[Part of a data file]
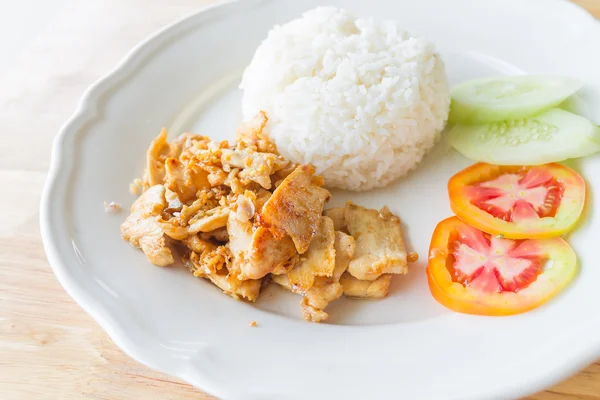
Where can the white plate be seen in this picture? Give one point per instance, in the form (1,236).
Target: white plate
(405,346)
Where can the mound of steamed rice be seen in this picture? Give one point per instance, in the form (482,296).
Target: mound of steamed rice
(361,100)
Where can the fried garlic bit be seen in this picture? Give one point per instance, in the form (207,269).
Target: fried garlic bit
(240,215)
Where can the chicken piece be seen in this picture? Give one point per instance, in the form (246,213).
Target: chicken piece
(183,181)
(188,145)
(143,231)
(173,202)
(240,241)
(318,297)
(254,166)
(337,214)
(376,289)
(216,176)
(345,247)
(156,155)
(319,260)
(380,247)
(250,135)
(279,176)
(295,207)
(327,289)
(269,255)
(220,235)
(206,200)
(262,196)
(229,284)
(256,252)
(209,220)
(209,258)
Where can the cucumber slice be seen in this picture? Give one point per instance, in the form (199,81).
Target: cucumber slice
(508,97)
(554,135)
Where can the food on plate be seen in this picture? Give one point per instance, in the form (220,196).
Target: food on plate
(554,135)
(508,97)
(142,229)
(473,272)
(360,100)
(518,202)
(300,194)
(380,248)
(357,288)
(240,215)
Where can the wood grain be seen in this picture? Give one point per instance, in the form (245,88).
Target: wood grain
(49,347)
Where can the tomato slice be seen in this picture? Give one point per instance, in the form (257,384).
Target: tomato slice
(518,202)
(473,272)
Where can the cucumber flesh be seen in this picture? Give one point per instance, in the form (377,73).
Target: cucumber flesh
(508,97)
(552,136)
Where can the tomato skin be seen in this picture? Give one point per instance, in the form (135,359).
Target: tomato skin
(460,298)
(568,213)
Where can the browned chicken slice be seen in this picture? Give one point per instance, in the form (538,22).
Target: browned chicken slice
(256,252)
(319,260)
(376,289)
(295,207)
(317,298)
(327,289)
(250,135)
(380,247)
(156,155)
(188,145)
(254,166)
(269,255)
(220,235)
(143,231)
(337,215)
(183,181)
(204,266)
(209,220)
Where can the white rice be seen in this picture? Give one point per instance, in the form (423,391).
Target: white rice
(361,100)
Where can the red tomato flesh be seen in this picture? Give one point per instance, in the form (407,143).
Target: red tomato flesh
(518,202)
(493,264)
(474,272)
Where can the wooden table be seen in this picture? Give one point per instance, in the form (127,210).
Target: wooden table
(50,348)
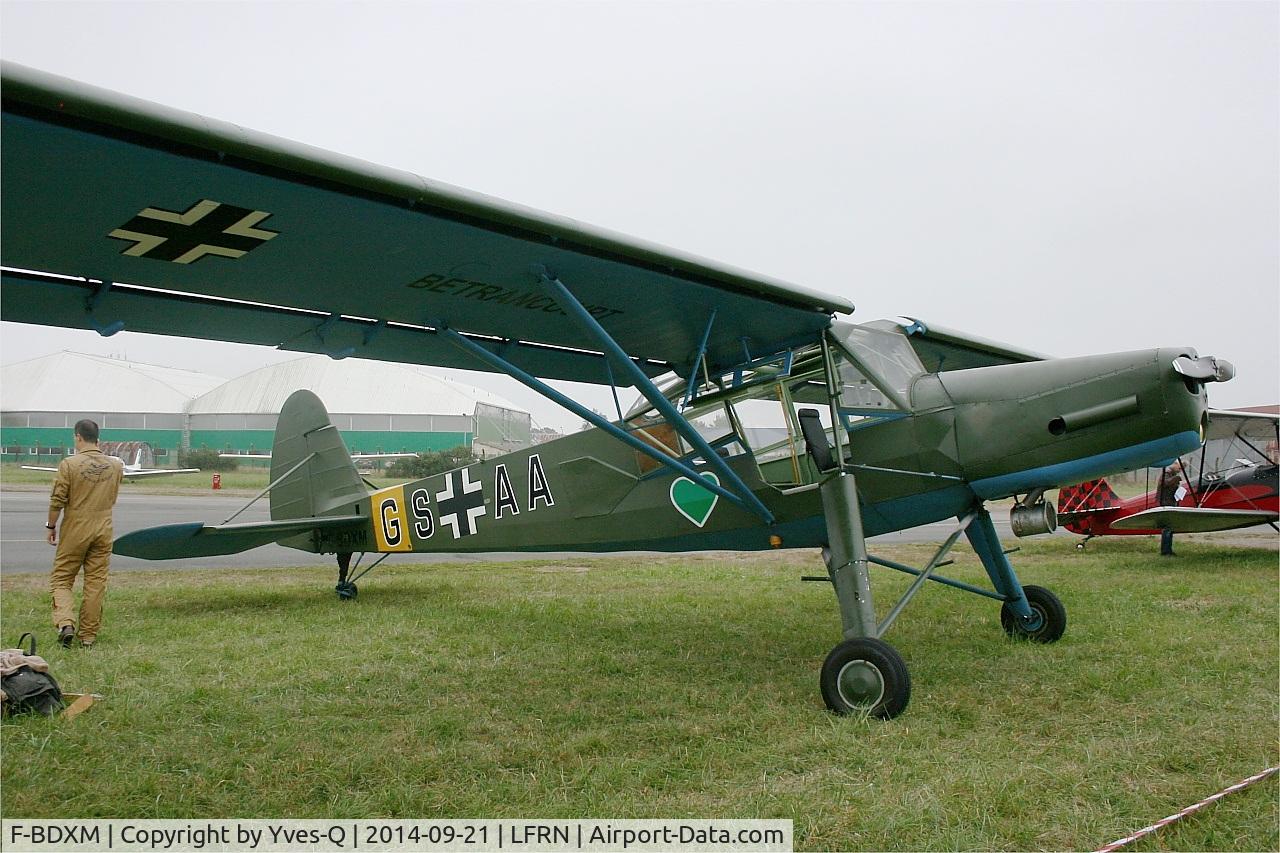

## Directive
Please convert the material above into a Markdown table with the columns Row and Line, putting each line in its own numbered row and skipping blank lines. Leave the pictures out.

## Full response
| Row | Line |
|---|---|
| 1 | Where can the white plate be seen in this picture? Give one point per instance, in the form (1,236). |
| 2 | Target: white plate |
| 3 | (405,346) |
| 4 | Where can the mound of steamed rice be seen in this picture? Give one point per instance, in the form (482,296). |
| 5 | Target: mound of steamed rice |
| 6 | (361,100) |
| 7 | Where can the fried garlic bit be seen in this picture? Give one point per instance, in the form (207,269). |
| 8 | Target: fried garlic bit |
| 9 | (240,215) |
| 10 | Where can the chicken piece be seen in this picture? Give one point per instance, in the form (246,213). |
| 11 | Target: chicken piece |
| 12 | (183,181) |
| 13 | (188,145) |
| 14 | (143,231) |
| 15 | (173,202) |
| 16 | (240,241) |
| 17 | (318,297) |
| 18 | (254,166) |
| 19 | (337,214) |
| 20 | (376,289) |
| 21 | (216,176) |
| 22 | (345,247) |
| 23 | (156,155) |
| 24 | (319,260) |
| 25 | (380,247) |
| 26 | (250,135) |
| 27 | (279,176) |
| 28 | (295,207) |
| 29 | (327,289) |
| 30 | (269,255) |
| 31 | (220,235) |
| 32 | (206,200) |
| 33 | (262,196) |
| 34 | (229,284) |
| 35 | (256,252) |
| 36 | (209,220) |
| 37 | (209,258) |
| 38 | Where can the cucumber slice be seen in this picture? Give one point per instance, in the form (199,81). |
| 39 | Target: cucumber slice |
| 40 | (508,97) |
| 41 | (554,135) |
| 42 | Where can the food on plate be seen in this picture? Give one point per instance, in the form (220,196). |
| 43 | Target: food on plate |
| 44 | (554,135) |
| 45 | (508,97) |
| 46 | (142,229) |
| 47 | (473,272) |
| 48 | (360,100) |
| 49 | (518,202) |
| 50 | (300,194) |
| 51 | (380,248) |
| 52 | (357,288) |
| 53 | (240,215) |
| 54 | Where can the wood grain be seen in this picture? Give one point per instance, in the form (245,88). |
| 55 | Target: wood grain |
| 56 | (49,347) |
| 57 | Where can the tomato slice be seen in this picture? Give one point per instance, in the form (257,384). |
| 58 | Target: tomato slice |
| 59 | (518,202) |
| 60 | (473,272) |
| 61 | Where can the cucumber flesh be seen in this picture? Give one point per instance, in the form (377,73). |
| 62 | Target: cucumber flesh |
| 63 | (508,97) |
| 64 | (552,136) |
| 65 | Where can the tomato skin be seen in this picture? Give one point per instance, in the form (135,359). |
| 66 | Target: tomato skin |
| 67 | (460,298) |
| 68 | (568,213) |
| 69 | Where can the browned chicken slice be seen in this picture? Give one point per instance, in the form (538,22). |
| 70 | Target: browned chicken slice |
| 71 | (256,252) |
| 72 | (319,260) |
| 73 | (376,289) |
| 74 | (295,207) |
| 75 | (317,298) |
| 76 | (327,289) |
| 77 | (250,135) |
| 78 | (380,247) |
| 79 | (156,155) |
| 80 | (188,145) |
| 81 | (254,166) |
| 82 | (269,255) |
| 83 | (220,235) |
| 84 | (143,231) |
| 85 | (337,215) |
| 86 | (183,181) |
| 87 | (204,266) |
| 88 | (209,220) |
| 89 | Where can the white rice be seen in this picture? Give one point per instance, in the form (423,391). |
| 90 | Target: white rice |
| 91 | (361,100) |
| 92 | Where can the red tomato flesh be seen in this picture? Give one point per instance, in the form (407,143). |
| 93 | Target: red tomato flesh |
| 94 | (518,202) |
| 95 | (493,264) |
| 96 | (474,272) |
| 97 | Where can the wooden table be seen in this picture? Give one point per instance, in the form (127,210). |
| 98 | Target: wooden table |
| 99 | (50,348) |